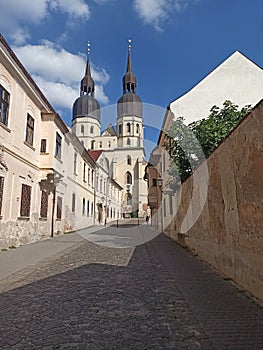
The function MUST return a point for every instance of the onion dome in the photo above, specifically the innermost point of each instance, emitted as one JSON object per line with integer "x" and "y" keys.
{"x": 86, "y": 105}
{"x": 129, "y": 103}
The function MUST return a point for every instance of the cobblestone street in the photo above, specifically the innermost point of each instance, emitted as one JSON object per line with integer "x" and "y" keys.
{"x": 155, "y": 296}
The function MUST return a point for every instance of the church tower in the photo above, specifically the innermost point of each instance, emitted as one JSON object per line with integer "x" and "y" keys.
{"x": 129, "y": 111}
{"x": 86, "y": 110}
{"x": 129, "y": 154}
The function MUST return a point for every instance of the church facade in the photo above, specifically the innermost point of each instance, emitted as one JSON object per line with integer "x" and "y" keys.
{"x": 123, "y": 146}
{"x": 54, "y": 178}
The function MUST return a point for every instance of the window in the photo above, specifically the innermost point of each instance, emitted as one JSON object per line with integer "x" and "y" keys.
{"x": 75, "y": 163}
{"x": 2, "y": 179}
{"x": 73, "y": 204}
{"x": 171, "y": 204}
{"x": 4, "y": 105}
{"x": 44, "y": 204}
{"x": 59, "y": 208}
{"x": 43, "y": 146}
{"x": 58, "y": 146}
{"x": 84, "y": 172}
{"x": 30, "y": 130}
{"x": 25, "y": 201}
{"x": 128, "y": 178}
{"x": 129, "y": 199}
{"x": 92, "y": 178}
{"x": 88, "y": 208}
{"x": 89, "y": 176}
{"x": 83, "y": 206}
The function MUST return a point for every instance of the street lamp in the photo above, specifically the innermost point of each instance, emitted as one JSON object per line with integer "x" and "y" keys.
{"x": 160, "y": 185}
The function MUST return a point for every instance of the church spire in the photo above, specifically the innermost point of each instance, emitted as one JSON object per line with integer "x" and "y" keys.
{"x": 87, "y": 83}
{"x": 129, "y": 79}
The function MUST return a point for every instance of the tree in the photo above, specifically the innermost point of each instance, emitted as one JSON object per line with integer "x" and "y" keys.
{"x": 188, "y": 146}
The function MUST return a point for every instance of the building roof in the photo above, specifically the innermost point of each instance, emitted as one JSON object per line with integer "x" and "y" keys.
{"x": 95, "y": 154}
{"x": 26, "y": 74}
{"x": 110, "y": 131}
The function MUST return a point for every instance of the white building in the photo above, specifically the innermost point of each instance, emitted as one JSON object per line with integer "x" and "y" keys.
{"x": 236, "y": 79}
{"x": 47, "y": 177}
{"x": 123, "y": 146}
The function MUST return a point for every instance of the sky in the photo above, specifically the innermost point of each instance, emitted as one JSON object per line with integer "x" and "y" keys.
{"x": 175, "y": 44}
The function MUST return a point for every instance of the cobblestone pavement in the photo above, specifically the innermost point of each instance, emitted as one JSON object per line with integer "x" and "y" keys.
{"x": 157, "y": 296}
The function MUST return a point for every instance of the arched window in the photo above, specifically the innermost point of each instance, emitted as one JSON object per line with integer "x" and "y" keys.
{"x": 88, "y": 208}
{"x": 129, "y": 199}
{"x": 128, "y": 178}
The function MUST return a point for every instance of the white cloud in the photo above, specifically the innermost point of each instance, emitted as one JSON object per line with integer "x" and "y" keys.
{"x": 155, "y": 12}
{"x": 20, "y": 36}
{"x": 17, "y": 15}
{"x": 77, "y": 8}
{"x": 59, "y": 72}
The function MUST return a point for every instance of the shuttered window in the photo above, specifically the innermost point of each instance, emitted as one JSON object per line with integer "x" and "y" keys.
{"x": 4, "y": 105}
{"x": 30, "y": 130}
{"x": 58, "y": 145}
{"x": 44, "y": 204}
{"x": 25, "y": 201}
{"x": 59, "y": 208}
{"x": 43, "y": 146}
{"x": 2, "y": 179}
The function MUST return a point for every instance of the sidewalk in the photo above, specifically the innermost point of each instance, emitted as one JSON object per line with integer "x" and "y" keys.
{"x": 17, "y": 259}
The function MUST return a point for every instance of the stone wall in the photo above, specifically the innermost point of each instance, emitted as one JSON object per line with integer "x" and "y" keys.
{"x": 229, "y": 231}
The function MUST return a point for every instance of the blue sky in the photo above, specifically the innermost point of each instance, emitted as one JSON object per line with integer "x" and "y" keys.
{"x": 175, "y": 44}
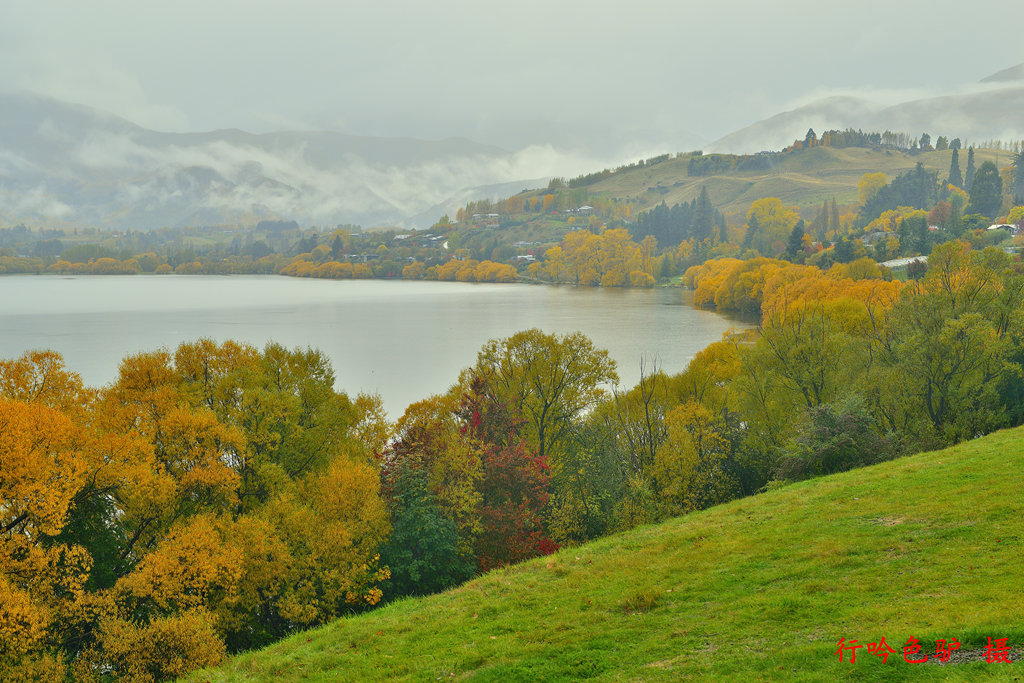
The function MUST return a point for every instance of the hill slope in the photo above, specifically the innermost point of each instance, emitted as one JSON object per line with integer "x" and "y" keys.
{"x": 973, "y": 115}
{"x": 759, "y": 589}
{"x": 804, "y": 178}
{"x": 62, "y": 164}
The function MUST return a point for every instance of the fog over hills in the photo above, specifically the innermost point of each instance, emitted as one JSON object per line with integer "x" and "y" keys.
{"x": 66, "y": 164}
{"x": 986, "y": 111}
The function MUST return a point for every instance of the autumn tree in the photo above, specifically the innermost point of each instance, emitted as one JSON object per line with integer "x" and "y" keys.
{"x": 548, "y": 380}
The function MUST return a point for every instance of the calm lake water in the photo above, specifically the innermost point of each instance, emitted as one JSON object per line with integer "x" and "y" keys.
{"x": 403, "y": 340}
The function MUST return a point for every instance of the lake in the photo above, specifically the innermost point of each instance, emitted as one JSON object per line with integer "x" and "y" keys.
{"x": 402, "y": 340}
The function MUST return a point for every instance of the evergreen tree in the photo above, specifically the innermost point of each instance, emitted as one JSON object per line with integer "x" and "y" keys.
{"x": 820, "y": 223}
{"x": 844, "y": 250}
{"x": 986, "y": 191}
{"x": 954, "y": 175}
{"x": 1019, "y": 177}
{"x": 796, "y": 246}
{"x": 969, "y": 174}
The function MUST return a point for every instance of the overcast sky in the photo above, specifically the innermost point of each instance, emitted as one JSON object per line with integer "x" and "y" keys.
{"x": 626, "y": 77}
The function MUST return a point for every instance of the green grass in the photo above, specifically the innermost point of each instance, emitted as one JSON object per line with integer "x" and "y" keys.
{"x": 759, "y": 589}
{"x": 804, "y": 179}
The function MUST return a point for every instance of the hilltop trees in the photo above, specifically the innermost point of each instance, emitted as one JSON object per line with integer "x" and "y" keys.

..........

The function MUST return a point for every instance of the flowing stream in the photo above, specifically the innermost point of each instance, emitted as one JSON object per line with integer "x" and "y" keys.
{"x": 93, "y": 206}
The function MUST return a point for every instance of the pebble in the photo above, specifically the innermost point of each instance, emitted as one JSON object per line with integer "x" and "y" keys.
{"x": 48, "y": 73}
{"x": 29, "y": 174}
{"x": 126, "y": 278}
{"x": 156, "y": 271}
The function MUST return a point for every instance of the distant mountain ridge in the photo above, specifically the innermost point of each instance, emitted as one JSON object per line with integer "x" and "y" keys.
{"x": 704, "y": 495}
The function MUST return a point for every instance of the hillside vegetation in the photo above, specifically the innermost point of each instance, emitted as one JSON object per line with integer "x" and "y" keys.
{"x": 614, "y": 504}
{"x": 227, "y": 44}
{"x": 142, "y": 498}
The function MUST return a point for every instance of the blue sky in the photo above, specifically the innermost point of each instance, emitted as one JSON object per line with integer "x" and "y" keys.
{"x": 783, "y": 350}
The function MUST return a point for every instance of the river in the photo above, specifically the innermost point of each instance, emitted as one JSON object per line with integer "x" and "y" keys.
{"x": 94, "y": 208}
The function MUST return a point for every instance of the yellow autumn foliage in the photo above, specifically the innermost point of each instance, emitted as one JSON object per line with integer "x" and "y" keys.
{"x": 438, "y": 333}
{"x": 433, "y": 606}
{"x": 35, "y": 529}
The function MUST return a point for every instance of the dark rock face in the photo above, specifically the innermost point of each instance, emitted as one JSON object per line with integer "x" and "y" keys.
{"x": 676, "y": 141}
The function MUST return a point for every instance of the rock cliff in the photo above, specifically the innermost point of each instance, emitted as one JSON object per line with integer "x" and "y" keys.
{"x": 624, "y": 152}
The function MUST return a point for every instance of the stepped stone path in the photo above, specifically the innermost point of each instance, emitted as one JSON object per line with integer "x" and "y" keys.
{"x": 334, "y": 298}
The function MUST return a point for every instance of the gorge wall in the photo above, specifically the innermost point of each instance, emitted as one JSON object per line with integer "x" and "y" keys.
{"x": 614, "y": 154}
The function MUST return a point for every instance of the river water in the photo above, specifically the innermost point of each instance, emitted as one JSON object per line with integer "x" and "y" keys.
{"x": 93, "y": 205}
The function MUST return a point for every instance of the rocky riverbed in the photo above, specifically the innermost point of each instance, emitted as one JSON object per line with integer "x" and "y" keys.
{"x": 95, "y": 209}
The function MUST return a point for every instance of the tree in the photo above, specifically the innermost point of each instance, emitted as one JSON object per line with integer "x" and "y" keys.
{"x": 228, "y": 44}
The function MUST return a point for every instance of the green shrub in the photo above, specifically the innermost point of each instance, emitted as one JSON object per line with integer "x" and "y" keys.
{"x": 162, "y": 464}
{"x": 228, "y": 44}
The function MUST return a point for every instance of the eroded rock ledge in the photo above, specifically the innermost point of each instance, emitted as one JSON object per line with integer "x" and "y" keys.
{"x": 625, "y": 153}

..........

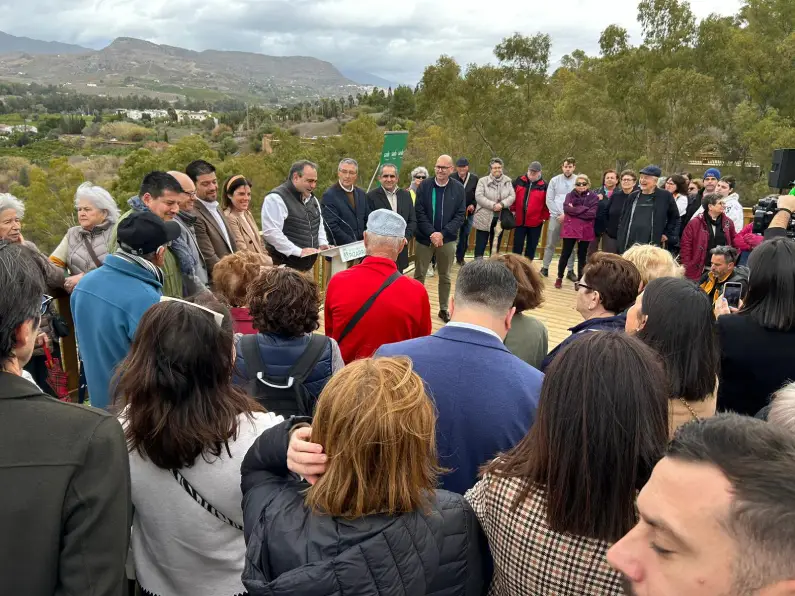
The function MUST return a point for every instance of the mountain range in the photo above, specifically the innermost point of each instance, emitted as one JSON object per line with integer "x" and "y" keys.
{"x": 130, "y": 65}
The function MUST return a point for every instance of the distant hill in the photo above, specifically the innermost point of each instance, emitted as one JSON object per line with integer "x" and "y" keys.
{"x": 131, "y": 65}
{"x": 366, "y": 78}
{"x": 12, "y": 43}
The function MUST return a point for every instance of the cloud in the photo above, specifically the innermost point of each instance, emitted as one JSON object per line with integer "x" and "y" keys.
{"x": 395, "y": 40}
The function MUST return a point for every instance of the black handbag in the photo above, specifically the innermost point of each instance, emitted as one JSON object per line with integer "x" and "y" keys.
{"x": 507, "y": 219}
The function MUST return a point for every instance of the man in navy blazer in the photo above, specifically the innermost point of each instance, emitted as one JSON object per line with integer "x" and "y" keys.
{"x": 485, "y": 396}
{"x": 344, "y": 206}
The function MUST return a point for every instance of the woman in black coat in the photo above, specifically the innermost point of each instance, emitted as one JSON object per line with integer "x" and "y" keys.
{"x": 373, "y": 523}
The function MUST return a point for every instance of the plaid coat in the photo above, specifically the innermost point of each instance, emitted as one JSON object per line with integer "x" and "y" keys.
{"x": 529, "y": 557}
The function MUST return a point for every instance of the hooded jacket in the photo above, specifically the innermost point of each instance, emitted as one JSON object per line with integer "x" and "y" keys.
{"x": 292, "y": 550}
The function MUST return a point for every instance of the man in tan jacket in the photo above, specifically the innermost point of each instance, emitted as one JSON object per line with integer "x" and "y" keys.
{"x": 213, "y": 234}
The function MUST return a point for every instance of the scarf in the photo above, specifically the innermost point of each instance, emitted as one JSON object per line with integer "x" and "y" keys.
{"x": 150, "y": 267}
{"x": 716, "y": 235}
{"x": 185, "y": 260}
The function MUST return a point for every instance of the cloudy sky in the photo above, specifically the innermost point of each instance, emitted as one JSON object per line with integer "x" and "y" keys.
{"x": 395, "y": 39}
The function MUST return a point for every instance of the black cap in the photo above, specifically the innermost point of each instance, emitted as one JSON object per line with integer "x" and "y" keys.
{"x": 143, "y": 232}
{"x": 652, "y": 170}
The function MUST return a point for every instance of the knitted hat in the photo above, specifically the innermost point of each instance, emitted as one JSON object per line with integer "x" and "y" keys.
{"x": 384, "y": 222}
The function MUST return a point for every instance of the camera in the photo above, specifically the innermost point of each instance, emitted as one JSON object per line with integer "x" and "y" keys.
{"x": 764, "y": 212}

..........

**Aim of the task**
Find every line in the listing above that contains the word "autumn", and copy each of those lines.

**Final result**
The function MUST return a point for every instance of the autumn tree in the photo above, specifically the innermost point of each instance, emitted as one JSON object per line with integer "x" and "y" keys.
The function MUST return a point for every instance of the yellow autumn foliage in the photo above, specifically the innermost point of each instance, emitted as one JSON object per line with integer "x" and "y" keys.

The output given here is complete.